> YOUR TASKS:
A. Decide whether each statement below agrees with the essay "Intoxicated with Power," which appears below along with a listing: (i) Rudd and Gillard gave their first speeches in parliament on the same day; (ii) a member's first speech is usually met with interjections from the other side; (iii) Rudd had held the post of Cabinet Policy Secretary in Queensland. Answer yes or no for each, quoting the exact words of the essay that decide it.
B. According to the essay "Intoxicated with Power," which appears below with a listing, what was a member's first speech previously called?
C. Write out the passage of the essay "Intoxicated with Power," shown below with a listing, starting at "Why is this" and ending at "proven so inadequate.".

> PAGE EXTRACT:
+-------+

Intoxicated with Power

Four years into the Rudd–Gillard Labor government, it is judged by the majority of the Australian people as a failure. Whether it stumbles to the next election in its current state, or manages to recover some of its lost direction, with Gillard, Rudd or someone else at the helm, history is likely to judge the experiment unkindly.

Why is this the case? What are the lessons we can draw from the experience? What will inform current and future political parties about how they should conduct themselves?

Much has been written about the personalities and ambitions of Rudd and Gillard. But there has been less analysis of why their approach to government has proven so inadequate.

It is worth beginning with the aspirations and ideas that Rudd and Gillard professed upon their entry into the national parliament. A member’s first speech—previously known as a maiden speech until political correctness intervened—is a set piece event. It is an opportunity for new members to set forth their ideals and objectives for their future parliamentary contributions. It is listened to without interjection. Often members from both sides of the House attend. Kevin Rudd and Julia Gillard delivered their first speeches on the same day—Remembrance Day 1998.

Rudd’s opening words starkly foretold his political style and manner: “Politics is about power. It is about the power of the state. It is about the power of the state as applied to individuals, the society in which they live and the economy in which they work.” This was the man who had been accustomed to wielding power as Cabinet Policy Secretary in Queensland. It spoke of a certain ruthlessness, a harking back to Machiavelli’s The Prince.

+-------+

> RAW DATA:
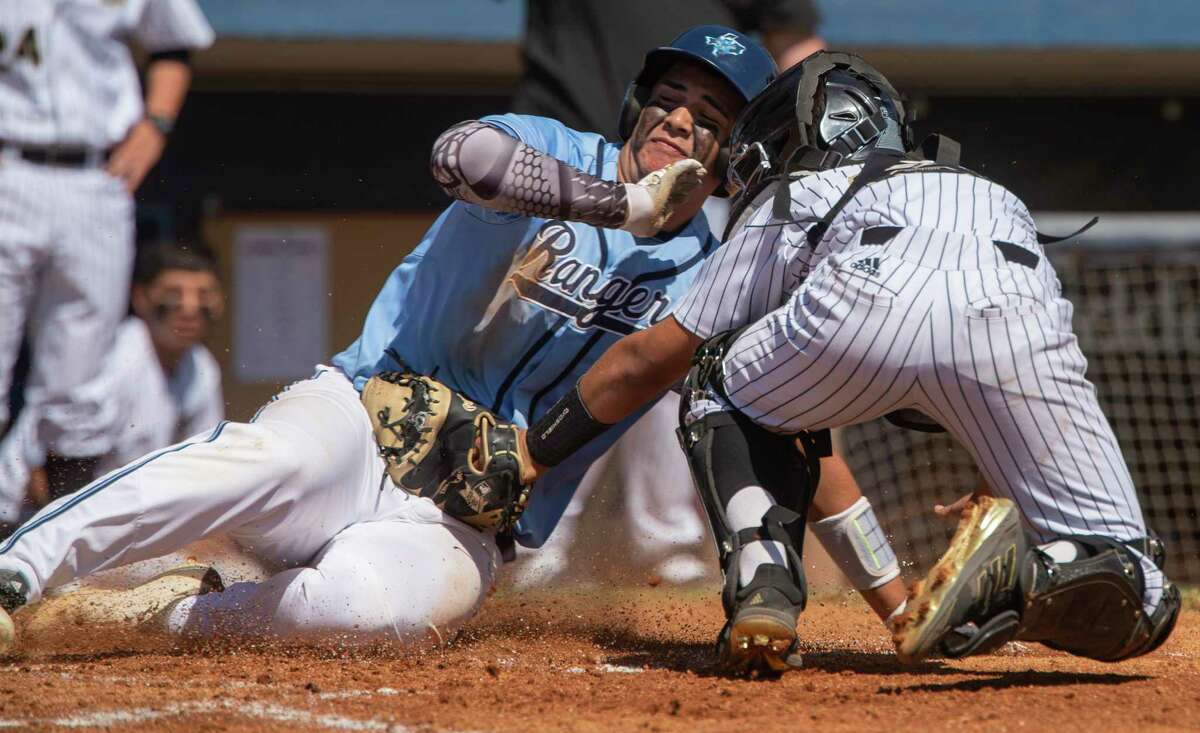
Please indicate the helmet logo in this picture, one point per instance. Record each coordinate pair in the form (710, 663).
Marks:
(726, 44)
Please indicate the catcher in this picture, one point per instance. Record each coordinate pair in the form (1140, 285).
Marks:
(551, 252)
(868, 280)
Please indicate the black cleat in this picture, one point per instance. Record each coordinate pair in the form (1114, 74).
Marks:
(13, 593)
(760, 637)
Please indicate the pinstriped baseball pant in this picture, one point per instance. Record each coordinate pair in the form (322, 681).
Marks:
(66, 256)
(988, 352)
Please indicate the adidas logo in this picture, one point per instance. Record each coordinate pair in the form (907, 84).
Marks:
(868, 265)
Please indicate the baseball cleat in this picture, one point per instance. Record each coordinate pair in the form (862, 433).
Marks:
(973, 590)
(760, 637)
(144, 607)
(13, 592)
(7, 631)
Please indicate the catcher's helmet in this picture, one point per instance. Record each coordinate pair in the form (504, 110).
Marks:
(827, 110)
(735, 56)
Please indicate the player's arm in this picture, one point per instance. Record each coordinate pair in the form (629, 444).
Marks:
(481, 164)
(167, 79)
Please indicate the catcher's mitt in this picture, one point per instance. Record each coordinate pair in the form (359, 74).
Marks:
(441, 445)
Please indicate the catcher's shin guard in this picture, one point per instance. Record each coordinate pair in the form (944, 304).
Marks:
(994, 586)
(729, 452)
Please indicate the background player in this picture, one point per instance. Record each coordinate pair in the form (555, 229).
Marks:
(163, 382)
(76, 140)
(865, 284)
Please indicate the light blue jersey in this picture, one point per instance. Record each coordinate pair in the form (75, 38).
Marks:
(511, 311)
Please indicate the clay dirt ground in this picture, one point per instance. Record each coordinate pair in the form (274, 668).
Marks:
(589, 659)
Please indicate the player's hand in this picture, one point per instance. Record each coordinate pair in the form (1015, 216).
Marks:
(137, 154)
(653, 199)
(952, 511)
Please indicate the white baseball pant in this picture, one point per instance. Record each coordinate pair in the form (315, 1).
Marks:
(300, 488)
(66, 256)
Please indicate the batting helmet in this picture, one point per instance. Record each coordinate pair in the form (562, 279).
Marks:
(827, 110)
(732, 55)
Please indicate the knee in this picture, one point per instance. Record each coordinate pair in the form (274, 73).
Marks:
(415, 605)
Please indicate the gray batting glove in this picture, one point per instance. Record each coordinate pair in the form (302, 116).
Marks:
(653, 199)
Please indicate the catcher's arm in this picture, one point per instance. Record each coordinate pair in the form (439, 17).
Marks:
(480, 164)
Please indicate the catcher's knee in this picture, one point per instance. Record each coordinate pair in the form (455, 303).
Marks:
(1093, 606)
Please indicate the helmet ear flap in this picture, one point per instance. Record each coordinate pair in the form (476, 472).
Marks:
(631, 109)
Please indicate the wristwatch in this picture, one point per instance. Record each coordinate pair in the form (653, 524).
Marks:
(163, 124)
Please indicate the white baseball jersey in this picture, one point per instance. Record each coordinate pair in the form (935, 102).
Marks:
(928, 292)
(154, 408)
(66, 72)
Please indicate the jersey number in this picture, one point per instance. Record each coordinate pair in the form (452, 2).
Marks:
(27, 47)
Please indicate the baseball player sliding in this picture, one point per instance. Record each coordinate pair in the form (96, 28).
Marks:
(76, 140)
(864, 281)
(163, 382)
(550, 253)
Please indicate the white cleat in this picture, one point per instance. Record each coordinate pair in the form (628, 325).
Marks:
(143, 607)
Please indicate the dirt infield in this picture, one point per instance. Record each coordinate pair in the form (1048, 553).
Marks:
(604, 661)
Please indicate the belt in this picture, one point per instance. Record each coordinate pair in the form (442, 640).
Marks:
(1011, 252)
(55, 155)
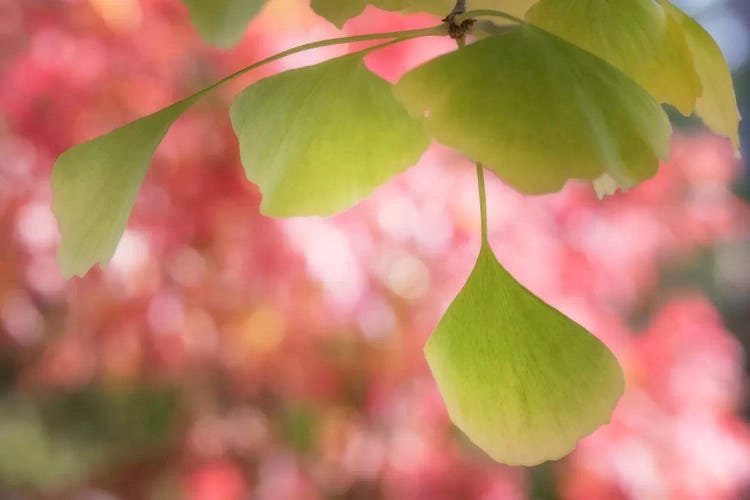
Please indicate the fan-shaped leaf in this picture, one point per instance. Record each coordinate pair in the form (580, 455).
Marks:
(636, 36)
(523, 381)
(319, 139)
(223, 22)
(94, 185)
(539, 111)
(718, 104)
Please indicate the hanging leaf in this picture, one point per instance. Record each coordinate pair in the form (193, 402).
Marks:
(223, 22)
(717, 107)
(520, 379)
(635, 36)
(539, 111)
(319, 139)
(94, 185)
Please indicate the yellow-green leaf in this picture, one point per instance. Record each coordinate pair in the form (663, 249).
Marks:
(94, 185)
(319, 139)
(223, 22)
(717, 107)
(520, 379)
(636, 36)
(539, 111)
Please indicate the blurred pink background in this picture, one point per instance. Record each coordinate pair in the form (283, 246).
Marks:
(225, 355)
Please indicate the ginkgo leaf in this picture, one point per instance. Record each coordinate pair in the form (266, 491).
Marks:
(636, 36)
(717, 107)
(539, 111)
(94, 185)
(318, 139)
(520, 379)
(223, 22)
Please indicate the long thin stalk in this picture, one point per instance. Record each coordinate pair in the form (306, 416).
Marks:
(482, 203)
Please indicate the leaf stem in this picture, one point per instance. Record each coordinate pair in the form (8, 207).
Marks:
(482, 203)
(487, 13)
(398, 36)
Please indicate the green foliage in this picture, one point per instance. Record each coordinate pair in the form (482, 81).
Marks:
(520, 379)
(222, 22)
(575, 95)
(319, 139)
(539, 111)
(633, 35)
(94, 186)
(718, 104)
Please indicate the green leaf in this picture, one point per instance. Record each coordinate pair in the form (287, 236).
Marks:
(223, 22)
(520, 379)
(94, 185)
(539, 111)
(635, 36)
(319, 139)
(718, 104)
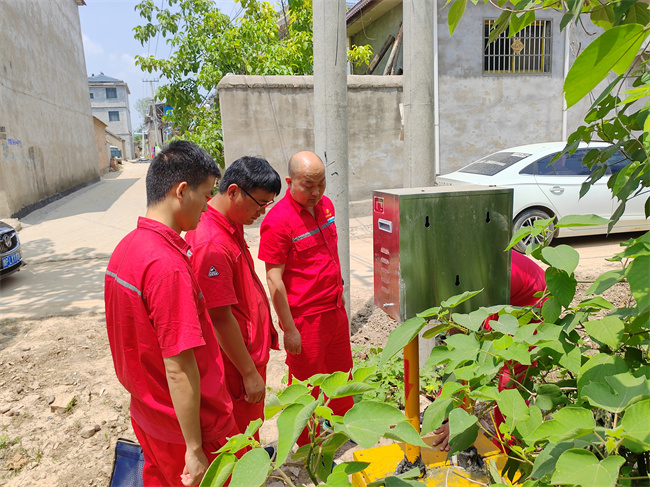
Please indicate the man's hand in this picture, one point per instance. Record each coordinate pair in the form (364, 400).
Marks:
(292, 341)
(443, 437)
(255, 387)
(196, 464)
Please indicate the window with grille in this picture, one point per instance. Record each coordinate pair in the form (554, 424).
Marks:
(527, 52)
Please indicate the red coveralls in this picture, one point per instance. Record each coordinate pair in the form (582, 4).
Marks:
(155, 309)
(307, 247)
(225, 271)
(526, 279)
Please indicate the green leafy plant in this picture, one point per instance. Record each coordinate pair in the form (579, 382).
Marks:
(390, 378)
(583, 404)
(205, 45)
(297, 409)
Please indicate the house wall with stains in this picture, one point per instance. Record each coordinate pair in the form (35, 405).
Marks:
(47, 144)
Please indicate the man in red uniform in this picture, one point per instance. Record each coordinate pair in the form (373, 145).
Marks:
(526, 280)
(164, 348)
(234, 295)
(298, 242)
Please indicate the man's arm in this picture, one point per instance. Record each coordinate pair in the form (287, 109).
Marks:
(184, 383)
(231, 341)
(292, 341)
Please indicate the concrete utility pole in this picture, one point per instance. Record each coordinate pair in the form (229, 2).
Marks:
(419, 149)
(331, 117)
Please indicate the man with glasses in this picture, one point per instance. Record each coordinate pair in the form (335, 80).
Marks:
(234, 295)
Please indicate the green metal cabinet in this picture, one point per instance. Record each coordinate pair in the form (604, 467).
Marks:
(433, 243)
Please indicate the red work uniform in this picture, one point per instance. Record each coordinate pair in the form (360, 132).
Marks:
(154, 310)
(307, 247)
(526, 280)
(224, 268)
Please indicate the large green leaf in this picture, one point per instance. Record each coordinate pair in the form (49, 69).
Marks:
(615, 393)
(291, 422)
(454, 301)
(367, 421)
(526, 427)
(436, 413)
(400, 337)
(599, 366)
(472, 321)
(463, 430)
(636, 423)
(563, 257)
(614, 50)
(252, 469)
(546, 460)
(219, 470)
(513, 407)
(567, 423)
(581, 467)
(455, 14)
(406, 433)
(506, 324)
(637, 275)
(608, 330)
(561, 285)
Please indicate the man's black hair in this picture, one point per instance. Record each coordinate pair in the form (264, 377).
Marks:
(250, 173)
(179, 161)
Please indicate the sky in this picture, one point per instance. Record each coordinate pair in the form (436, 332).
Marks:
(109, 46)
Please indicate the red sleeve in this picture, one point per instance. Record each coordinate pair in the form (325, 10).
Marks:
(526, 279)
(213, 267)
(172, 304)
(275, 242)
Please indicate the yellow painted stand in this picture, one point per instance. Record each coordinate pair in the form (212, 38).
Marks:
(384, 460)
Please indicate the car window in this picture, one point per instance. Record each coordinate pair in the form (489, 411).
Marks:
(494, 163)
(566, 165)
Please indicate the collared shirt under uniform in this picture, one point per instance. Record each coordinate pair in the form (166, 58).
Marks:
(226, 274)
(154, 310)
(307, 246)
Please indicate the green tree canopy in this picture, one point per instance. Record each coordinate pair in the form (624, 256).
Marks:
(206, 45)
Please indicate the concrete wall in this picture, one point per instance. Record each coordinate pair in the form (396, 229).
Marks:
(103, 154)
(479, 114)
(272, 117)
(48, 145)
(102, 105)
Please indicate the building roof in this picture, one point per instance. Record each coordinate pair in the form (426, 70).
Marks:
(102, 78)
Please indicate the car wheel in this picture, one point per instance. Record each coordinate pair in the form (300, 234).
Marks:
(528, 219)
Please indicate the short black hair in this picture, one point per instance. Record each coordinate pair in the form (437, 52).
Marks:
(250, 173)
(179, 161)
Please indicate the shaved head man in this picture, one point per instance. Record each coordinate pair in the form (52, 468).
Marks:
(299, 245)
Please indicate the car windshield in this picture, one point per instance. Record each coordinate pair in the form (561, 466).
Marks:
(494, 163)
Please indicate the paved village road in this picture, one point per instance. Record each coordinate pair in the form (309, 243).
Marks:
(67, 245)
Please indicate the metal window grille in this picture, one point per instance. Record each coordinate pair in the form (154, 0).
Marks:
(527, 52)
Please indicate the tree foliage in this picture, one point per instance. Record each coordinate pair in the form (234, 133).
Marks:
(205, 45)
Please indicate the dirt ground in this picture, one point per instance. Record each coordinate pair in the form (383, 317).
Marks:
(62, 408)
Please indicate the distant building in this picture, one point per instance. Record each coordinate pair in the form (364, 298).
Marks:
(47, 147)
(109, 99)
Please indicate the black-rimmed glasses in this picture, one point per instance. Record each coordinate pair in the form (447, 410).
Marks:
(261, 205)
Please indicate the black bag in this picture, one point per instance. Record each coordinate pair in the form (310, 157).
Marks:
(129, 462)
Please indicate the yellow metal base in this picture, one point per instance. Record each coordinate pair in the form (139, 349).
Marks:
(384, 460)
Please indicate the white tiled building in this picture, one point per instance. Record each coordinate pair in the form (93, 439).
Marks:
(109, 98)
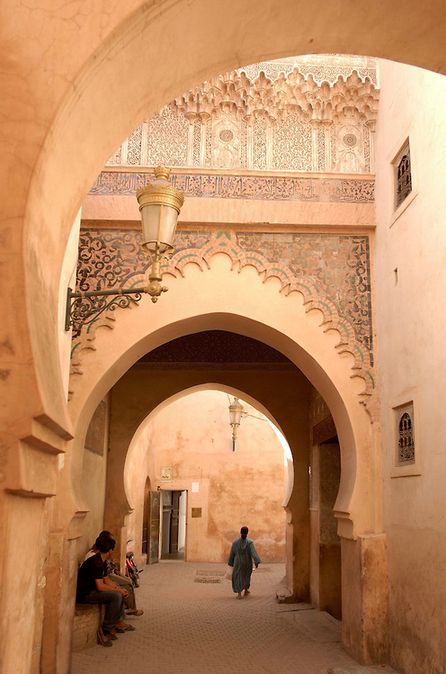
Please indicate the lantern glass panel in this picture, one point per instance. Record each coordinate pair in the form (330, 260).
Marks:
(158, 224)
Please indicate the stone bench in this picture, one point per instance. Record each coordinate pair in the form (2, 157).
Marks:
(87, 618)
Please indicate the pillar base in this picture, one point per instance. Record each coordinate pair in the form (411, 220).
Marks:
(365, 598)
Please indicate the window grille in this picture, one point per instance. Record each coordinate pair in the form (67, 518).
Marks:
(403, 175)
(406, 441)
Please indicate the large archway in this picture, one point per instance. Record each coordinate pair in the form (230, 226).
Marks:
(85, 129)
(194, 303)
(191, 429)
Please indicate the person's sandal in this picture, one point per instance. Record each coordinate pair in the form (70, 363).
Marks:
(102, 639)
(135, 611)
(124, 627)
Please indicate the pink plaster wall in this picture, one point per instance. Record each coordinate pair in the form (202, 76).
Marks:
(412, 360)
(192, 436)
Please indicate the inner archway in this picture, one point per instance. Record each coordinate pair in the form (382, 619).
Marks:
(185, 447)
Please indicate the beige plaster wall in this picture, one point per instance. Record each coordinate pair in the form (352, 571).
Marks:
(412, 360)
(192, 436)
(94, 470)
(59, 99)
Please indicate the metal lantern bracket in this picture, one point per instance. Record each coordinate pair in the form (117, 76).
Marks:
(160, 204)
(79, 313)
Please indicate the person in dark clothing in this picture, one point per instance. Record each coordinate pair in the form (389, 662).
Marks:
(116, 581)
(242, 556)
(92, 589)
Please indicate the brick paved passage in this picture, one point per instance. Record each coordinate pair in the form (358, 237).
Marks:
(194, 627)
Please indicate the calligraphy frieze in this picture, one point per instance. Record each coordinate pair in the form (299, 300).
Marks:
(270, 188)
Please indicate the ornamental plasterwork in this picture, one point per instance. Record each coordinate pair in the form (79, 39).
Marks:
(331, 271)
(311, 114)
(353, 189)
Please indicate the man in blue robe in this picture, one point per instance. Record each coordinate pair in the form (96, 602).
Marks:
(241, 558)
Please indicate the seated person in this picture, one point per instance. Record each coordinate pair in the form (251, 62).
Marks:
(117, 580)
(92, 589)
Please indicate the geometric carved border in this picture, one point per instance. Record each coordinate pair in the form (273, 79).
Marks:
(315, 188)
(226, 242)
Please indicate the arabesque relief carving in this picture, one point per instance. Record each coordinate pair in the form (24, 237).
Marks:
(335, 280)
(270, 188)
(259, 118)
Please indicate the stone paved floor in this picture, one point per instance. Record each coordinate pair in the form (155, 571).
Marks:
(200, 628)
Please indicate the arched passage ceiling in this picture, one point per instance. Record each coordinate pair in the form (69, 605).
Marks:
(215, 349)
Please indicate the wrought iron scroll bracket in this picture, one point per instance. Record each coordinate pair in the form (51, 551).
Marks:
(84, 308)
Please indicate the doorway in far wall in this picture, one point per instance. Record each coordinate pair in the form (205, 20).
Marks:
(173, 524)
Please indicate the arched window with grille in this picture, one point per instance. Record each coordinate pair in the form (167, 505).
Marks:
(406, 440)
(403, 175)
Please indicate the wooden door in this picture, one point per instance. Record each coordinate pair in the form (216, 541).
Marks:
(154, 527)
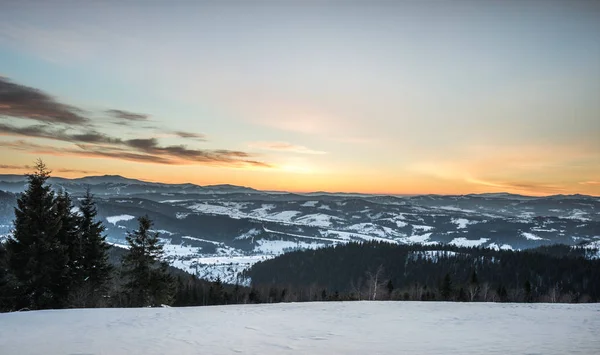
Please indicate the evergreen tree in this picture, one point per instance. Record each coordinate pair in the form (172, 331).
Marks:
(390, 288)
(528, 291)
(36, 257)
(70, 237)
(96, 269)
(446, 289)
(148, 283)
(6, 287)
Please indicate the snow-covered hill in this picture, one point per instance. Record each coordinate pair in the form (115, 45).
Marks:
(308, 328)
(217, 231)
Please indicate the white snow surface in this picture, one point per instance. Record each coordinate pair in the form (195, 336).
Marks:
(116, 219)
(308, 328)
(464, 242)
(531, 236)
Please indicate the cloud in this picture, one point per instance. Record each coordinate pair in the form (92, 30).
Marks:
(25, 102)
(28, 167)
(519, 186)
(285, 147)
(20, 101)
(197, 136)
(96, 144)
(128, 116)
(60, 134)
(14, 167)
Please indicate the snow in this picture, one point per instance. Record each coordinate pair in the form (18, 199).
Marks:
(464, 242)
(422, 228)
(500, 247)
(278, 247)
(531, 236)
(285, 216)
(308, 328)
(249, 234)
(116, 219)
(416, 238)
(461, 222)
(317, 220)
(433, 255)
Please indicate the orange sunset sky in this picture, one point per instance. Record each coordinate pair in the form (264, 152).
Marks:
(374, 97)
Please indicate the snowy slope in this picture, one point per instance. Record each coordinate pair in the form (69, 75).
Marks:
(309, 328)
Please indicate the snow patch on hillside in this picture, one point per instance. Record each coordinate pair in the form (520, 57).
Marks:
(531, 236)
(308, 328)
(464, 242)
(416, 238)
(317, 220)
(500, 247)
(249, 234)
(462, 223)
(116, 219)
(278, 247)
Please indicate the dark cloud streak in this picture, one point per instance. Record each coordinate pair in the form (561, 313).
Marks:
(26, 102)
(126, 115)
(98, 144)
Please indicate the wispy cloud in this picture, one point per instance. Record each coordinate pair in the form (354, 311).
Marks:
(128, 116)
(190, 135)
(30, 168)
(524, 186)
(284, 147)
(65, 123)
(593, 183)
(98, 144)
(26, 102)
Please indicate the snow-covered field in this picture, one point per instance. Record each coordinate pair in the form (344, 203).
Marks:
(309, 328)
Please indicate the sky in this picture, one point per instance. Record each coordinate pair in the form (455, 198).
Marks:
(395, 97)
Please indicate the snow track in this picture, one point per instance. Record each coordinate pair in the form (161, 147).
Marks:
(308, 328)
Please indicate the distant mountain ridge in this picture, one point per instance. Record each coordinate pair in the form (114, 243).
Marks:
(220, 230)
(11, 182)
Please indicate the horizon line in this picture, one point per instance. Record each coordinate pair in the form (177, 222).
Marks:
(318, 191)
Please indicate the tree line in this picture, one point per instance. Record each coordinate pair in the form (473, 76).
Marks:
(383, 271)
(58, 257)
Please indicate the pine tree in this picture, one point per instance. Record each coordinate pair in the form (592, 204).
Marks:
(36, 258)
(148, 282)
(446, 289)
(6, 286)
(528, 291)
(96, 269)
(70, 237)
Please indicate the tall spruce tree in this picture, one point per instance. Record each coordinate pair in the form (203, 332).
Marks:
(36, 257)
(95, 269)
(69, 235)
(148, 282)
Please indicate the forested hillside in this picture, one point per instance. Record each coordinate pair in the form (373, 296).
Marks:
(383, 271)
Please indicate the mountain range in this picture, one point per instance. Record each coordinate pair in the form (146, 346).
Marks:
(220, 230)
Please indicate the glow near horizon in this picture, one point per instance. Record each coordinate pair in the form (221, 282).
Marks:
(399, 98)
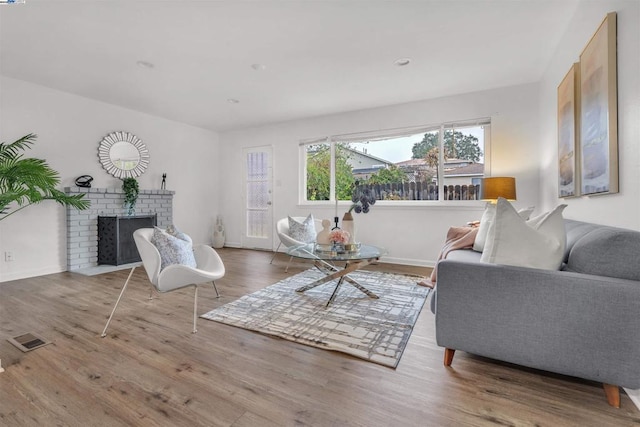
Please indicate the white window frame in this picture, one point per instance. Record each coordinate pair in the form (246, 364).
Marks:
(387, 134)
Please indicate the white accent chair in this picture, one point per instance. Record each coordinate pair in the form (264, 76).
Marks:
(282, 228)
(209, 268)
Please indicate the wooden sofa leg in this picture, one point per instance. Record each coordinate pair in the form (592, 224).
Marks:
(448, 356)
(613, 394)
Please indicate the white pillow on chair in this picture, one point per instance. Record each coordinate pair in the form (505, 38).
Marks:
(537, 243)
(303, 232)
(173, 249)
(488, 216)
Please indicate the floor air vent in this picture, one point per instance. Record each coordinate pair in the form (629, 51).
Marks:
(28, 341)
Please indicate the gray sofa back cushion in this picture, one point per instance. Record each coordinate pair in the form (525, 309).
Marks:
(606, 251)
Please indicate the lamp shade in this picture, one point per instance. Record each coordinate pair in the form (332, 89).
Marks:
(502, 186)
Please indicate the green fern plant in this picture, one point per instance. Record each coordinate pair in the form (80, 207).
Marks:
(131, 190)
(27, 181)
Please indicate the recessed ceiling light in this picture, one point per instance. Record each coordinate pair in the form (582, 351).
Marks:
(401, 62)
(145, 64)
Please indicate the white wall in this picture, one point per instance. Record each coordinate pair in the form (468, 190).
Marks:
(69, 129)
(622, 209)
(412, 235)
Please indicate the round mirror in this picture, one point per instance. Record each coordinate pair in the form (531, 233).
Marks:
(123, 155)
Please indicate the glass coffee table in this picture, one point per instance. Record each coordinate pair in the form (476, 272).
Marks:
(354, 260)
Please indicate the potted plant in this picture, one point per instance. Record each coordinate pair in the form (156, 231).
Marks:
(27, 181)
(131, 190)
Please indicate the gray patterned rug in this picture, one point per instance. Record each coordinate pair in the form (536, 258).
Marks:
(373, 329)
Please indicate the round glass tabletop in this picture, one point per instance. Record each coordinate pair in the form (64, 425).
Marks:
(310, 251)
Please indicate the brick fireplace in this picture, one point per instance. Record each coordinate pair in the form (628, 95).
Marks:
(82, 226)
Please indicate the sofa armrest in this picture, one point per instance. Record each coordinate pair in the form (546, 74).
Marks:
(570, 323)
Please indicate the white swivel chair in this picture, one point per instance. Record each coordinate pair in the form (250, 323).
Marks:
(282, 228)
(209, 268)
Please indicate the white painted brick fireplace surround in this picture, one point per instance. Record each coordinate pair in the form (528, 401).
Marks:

+-------+

> ANSWERS BELOW:
A.
(i) Yes: "Kevin Rudd and Julia Gillard delivered their first speeches on the same day—Remembrance Day 1998."
(ii) No: "It is listened to without interjection."
(iii) Yes: "This was the man who had been accustomed to wielding power as Cabinet Policy Secretary in Queensland."

B. A maiden speech.

C.
Why is this the case? What are the lessons we can draw from the experience? What will inform current and future political parties about how they should conduct themselves?

Much has been written about the personalities and ambitions of Rudd and Gillard. But there has been less analysis of why their approach to government has proven so inadequate.